Problem to work on:
Format the rows from their first line through the line containing "POLYGON ((160 102, 93", both included, as a JSON list of strings, one string per line, omitting blank lines.

Rows excerpted from a collection:
>> begin
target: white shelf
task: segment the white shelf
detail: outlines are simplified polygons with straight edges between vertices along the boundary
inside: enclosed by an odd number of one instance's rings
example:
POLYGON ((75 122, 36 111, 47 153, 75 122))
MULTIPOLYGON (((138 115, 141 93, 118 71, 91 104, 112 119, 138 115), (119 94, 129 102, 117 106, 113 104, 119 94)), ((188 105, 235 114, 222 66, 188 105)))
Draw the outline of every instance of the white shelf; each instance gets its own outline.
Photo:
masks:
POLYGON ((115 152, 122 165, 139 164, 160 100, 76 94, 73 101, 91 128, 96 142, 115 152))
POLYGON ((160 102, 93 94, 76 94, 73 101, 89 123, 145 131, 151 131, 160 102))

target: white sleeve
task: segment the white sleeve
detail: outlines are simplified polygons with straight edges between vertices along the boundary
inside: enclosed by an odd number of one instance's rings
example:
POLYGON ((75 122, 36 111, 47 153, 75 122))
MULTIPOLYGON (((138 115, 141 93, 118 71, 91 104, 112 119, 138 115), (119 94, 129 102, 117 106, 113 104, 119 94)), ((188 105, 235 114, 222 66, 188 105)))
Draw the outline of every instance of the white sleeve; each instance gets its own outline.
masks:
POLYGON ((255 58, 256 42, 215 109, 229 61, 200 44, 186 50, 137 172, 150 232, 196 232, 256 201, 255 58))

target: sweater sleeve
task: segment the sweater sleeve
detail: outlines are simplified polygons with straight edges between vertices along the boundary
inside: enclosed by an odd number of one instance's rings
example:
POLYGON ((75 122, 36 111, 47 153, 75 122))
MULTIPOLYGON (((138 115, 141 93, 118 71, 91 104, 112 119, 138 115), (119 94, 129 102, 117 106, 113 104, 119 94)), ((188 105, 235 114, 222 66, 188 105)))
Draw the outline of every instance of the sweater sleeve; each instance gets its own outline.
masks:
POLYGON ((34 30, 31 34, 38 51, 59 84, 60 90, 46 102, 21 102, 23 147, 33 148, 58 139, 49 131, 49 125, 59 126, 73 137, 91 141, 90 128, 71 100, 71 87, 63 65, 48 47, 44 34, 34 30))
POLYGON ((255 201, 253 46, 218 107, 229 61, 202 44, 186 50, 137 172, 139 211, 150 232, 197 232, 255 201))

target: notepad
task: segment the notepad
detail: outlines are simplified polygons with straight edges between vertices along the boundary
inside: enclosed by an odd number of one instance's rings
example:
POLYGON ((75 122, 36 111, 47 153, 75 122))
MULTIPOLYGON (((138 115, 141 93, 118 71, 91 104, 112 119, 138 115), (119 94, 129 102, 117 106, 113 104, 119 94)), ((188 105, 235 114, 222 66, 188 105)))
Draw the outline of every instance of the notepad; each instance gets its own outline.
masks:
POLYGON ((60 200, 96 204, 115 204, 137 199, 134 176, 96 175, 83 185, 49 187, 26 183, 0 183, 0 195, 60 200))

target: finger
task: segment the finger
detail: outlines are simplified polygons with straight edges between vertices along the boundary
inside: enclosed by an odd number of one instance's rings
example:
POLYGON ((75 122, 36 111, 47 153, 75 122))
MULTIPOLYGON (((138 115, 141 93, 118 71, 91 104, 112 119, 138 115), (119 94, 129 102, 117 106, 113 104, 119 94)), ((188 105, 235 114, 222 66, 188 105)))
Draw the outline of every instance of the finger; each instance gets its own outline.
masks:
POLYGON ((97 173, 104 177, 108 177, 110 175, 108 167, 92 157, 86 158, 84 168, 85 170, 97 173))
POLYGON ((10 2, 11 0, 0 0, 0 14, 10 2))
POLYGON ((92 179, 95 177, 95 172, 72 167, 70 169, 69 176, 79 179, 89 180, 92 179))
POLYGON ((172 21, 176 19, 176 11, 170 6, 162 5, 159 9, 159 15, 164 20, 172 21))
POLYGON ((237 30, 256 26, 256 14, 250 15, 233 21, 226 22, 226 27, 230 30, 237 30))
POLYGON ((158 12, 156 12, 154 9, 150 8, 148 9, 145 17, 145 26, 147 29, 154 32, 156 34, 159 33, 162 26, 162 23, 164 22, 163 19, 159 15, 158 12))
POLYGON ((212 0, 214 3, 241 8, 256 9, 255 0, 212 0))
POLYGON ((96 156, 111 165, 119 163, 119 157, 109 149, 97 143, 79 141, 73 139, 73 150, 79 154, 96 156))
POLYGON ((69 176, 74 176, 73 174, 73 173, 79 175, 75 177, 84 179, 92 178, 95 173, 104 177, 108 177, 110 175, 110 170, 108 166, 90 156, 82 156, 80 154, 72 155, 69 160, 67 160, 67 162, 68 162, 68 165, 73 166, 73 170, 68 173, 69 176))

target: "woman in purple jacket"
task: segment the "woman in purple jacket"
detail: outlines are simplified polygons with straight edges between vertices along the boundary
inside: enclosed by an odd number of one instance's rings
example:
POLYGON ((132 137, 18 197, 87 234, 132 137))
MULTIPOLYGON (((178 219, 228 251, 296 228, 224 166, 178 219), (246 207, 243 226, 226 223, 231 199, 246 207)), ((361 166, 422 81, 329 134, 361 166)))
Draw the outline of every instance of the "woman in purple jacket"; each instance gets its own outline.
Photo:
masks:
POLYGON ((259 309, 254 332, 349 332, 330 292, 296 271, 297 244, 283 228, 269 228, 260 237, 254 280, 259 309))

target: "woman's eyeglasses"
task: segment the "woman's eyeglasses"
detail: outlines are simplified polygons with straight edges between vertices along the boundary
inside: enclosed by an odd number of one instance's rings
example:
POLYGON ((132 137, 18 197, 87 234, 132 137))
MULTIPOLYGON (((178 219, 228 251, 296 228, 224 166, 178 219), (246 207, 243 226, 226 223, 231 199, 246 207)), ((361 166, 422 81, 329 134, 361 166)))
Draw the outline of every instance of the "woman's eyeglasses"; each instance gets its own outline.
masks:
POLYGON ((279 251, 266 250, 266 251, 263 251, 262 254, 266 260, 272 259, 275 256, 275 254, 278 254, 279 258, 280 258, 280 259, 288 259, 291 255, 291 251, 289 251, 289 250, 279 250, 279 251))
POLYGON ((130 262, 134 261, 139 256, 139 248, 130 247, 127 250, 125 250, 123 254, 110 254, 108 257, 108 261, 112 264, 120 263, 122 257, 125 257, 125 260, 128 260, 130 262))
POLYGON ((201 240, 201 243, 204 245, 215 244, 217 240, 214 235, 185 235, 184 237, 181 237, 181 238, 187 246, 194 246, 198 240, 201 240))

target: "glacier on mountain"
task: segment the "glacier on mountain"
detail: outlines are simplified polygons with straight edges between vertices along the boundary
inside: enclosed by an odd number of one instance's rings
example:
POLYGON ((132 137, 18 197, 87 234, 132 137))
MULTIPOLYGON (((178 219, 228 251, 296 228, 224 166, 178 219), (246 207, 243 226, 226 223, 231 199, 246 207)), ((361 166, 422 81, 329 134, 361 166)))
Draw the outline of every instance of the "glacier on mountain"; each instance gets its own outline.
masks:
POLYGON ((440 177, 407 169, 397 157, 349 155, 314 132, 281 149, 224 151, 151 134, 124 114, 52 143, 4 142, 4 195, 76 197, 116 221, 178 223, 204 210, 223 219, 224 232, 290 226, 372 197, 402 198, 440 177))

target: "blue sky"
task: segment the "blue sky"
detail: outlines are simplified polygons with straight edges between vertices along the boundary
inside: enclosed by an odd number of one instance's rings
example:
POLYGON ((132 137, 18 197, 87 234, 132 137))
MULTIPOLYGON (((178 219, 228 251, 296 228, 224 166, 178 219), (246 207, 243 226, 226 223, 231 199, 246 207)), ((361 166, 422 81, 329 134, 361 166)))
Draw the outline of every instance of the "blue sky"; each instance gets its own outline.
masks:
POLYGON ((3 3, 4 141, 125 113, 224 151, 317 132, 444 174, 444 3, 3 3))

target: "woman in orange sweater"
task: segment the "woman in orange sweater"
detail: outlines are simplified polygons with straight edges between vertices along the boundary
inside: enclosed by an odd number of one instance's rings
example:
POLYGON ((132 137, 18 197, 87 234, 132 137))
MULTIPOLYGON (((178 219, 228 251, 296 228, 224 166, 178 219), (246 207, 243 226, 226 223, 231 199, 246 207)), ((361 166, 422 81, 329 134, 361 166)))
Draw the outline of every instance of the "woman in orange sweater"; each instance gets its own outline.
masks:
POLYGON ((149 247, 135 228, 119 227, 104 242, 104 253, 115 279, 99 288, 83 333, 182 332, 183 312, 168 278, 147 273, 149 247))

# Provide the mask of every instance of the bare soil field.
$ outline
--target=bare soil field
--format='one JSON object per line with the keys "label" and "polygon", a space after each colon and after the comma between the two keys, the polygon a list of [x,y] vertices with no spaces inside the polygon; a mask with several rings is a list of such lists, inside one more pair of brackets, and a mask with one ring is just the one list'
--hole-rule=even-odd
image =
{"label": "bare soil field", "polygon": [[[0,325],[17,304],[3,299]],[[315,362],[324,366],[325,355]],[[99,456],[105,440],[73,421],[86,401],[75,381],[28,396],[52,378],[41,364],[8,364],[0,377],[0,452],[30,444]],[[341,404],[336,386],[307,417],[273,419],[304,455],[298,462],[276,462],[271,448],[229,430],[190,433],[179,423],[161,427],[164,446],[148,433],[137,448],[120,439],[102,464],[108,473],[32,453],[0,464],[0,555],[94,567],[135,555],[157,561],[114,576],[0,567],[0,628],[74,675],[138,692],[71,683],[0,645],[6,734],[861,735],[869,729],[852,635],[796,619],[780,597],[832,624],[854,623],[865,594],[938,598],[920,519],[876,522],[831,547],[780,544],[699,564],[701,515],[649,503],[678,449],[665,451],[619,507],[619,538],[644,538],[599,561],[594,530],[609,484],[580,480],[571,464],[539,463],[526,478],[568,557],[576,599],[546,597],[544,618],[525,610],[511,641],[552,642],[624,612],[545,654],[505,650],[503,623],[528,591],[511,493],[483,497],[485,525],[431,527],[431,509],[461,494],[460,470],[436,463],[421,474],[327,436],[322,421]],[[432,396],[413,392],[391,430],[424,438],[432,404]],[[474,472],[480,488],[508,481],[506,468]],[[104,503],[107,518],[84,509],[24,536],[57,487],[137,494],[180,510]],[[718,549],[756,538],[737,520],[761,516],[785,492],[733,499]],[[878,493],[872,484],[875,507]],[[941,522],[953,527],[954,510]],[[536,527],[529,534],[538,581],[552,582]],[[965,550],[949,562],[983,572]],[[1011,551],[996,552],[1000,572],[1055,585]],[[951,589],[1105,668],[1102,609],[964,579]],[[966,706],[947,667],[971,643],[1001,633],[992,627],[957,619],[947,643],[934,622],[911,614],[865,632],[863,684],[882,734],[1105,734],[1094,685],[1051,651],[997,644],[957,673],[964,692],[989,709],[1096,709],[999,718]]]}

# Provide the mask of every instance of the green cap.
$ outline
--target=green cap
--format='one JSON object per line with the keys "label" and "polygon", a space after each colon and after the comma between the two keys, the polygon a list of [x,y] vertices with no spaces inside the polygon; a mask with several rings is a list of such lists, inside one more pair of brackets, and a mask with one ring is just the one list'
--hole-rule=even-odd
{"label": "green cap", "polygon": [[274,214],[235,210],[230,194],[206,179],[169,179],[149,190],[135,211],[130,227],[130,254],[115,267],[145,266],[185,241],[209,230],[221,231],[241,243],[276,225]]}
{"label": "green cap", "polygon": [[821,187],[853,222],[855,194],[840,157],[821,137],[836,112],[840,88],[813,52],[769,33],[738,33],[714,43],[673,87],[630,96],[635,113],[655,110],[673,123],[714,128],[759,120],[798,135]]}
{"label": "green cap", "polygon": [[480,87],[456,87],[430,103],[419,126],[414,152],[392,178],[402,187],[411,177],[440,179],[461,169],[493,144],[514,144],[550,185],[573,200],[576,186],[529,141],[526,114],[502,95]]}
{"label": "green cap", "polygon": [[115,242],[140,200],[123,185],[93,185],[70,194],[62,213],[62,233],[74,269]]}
>> end
Result:
[
  "target: white shelf",
  "task: segment the white shelf",
  "detail: outlines are simplified polygons with straight edges between vertices along the boundary",
  "inside: enclosed by an odd number of one instance's rings",
  "example:",
  "POLYGON ((75 122, 36 111, 47 153, 75 122))",
  "MULTIPOLYGON (((138 115, 141 93, 118 71, 91 104, 112 119, 138 115), (119 94, 129 102, 117 106, 113 104, 119 94)), ((188 105, 235 114, 222 66, 188 105)))",
  "Draw the outline of every instance of the white shelf; each instance gets its own outline.",
  "Photo:",
  "masks:",
  "POLYGON ((115 152, 122 165, 139 164, 160 100, 76 94, 73 101, 91 128, 96 142, 115 152))",
  "POLYGON ((160 102, 93 94, 76 94, 73 101, 89 123, 145 131, 151 131, 160 102))"
]